- ACTIVITY A:
Reproduce the passage of the Kennedy biography review between "Biographies tend to" and "the Kennedy story.", inclusive.
- ACTIVITY B:
Decide whether each statement agrees with the Kennedy biography review, and answer yes or no with the deciding words quoted exactly. (i) The reviewer finds the biography engrossing. (ii) Kennedy's stock trades were illegal. (iii) Kennedy lost his fortune in the 1929 crash.

Biographies tend to be either deadly boring or deeply engrossing. David Nasaw's biography of Joseph P Kennedy, the father of President John Fitzgerald Kennedy, is one of the engrossing sort. Enough time has gone by and enough actors in the Kennedy family tragedy have died that most of the papers of most of the Kennedys and of the people they wrote to and received letters from, as well as everybody's journals, are now available, primarily at the Kennedy Library in Boston. Nasaw has taken advantage of these newly released materials to fill in many of the blanks that remained in the Kennedy story.
Joseph Patrick Kennedy, the patriarch of the Kennedy clan, was far more prominent in American public life before World War II than I had realized. He started his fortune working for a family bank and investing in a stock market that was notoriously easy to game. By performing trades that were unethical but not illegal he amassed a large fortune, which he increased with his adventures in Hollywood. He sensed the 1929 disaster was coming and put his money into safe securities and real estate and then made another fortune shorting stocks as the crash unfolded.

- DATA LISTING:
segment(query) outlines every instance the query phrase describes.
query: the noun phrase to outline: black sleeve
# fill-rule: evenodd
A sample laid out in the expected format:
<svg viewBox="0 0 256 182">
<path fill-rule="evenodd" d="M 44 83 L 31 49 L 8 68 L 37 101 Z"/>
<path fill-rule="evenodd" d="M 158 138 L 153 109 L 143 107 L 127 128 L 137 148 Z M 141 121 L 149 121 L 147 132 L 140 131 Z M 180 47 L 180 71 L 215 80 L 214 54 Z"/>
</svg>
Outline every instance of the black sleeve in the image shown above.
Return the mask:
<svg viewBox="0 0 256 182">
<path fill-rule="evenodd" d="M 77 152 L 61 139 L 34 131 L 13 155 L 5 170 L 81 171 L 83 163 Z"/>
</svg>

- TASK RESPONSE A:
Biographies tend to be either deadly boring or deeply engrossing. David Nasaw's biography of Joseph P Kennedy, the father of President John Fitzgerald Kennedy, is one of the engrossing sort. Enough time has gone by and enough actors in the Kennedy family tragedy have died that most of the papers of most of the Kennedys and of the people they wrote to and received letters from, as well as everybody's journals, are now available, primarily at the Kennedy Library in Boston. Nasaw has taken advantage of these newly released materials to fill in many of the blanks that remained in the Kennedy story.

- TASK RESPONSE B:
(i) Yes: "David Nasaw's biography of Joseph P Kennedy, the father of President John Fitzgerald Kennedy, is one of the engrossing sort."
(ii) No: "By performing trades that were unethical but not illegal he amassed a large fortune"
(iii) No: "He sensed the 1929 disaster was coming and put his money into safe securities and real estate and then made another fortune shorting stocks as the crash unfolded."